Étonnantes opérations spontanées de sauvetage de livres ! À la fois simultanées et similaires dans deux endroits de la planète pourtant bien éloignés! L’une se passe en effet à Bogota en Colombie et l’autre à Ankara en Turquie. Dans les deux cas, de simples éboueurs ont pris l’initiative de sauver des livres des poubelles et d’en faire de vraies bibliothèques populaires ! Le Dicopathe, impressionné et ému, n’a pas résisté au plaisir de vous faire partager sa découverte.
À Bogota, l’initiative de José, “le seigneur des livres”
En 1997 José Alberto GUTIERREZ débute son travail d’éboueur pour le compte de l’entreprise de gestion des déchets de la ville de Bogota. Lors de ses ramassages nocturnes dans le quartier ouvrier de La Nueva Gloria, il est rapidement frappé par le nombre de livres jetés à la poubelle. Avec la complicité de son épouse, il prend alors l’initiative de les récupérer pour constituer une bibliothèque populaire qu’il organise….dans sa propre maison ! Aujourd’hui des milliers de livres ainsi sauvés des ordures ont entièrement envahi sa demeure….au point qu’il lui est presque impossible de s’y déplacer.
Mais non content de constituer une bibliothèque improvisée ouverte à tous, notre homme est parvenu, avec l’aide de ses proches, à mettre sur pied une fondation baptisée Foundation la fuerza de las palabras (Fondation la force des mots). Le mode de fonctionnement de cette institution est très simple et extrêmement efficace. Dès qu’un Colombien veut se débarrasser de livres qui l’encombrent, il les adresse à la Fondation qui les réceptionne et les trie. Après avoir sélectionné les ouvrages en fonction des besoins des différents types de destinataires répertoriés, la Fondation les réexpédie ensuite avec son propre véhicule dans des centaines de salles de lecture, de centres communautaires et d’écoles rurales du pays. Si le destinataire s’avère trop éloigné, la Fondation recherche aussitôt le moyen le plus rapide et le plus efficace de financer la livraison. À ce jour la Fondation a ainsi sauvé et distribué plus de 50 000 ouvrages dans plus de 500 localités colombiennes.
Mais José Alberto GUTTIERREZ, qui ne veut pas en rester là, déclare : « Le jour où j’aurai rempli la Colombie de livres, je me sentirai comme Ulysse après avoir sauvé Pénélope et éloigné la guerre d’Ithaque. » Un simple éboueur inspiré par Homère, avouez que cela peut étonner et émouvoir … Motivé par des idéaux de non-violence, José n’a pas hésité à livrer aussi des dizaines de livres à un groupe d’anciens combattants des FARC, l’organisation qui, après cinquante années de guérilla, a signé en 2016 un accord de paix avec le gouvernement colombien. Il justifie ainsi son geste : « La lecture symbolise la paix et notre espoir dans le pays. Si un livre a changé ma vie, imaginez l’impact qu’il pourrait avoir dans l’un de ces endroits qui ont été victimes d’un conflit armé et de l’abandon par l’État. »

........

▸ **Exercice court a**
Retranscrivez fidèlement toutes les lignes des enregistrements, en omettant les images.
L'article sur les éboueurs et les enregistrements n'ont aucun lien entre eux.

▸ **Données fournies**
........

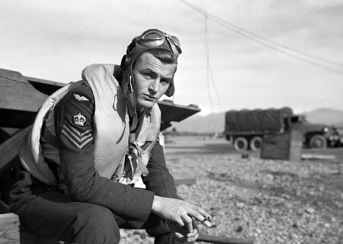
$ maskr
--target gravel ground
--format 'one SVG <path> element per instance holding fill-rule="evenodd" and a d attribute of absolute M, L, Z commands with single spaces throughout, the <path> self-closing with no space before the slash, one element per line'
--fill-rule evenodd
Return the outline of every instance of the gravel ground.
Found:
<path fill-rule="evenodd" d="M 304 149 L 335 159 L 297 161 L 248 158 L 224 139 L 178 137 L 166 144 L 179 195 L 214 216 L 200 232 L 254 243 L 343 244 L 343 148 Z M 153 243 L 144 230 L 122 230 L 121 243 Z M 205 243 L 198 241 L 197 243 Z"/>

........

▸ **Exercice court b**
Reproduisez à l'identique le passage de l'article sur les éboueurs qui va de « En 1997 José » jusqu'à « de s’y déplacer. » inclus.

▸ **Réponse finale a**
$ maskr
--target gravel ground
--format 'one SVG <path> element per instance holding fill-rule="evenodd" and a d attribute of absolute M, L, Z commands with single spaces throughout, the <path> self-closing with no space before the slash, one element per line'
--fill-rule evenodd
Return the outline of every instance of the gravel ground.
Found:
<path fill-rule="evenodd" d="M 304 149 L 335 159 L 297 161 L 248 158 L 224 139 L 178 137 L 166 144 L 179 195 L 214 216 L 200 232 L 254 243 L 343 244 L 343 148 Z M 153 243 L 144 230 L 122 230 L 121 243 Z M 205 243 L 198 241 L 197 243 Z"/>

▸ **Réponse finale b**
En 1997 José Alberto GUTIERREZ débute son travail d’éboueur pour le compte de l’entreprise de gestion des déchets de la ville de Bogota. Lors de ses ramassages nocturnes dans le quartier ouvrier de La Nueva Gloria, il est rapidement frappé par le nombre de livres jetés à la poubelle. Avec la complicité de son épouse, il prend alors l’initiative de les récupérer pour constituer une bibliothèque populaire qu’il organise….dans sa propre maison ! Aujourd’hui des milliers de livres ainsi sauvés des ordures ont entièrement envahi sa demeure….au point qu’il lui est presque impossible de s’y déplacer.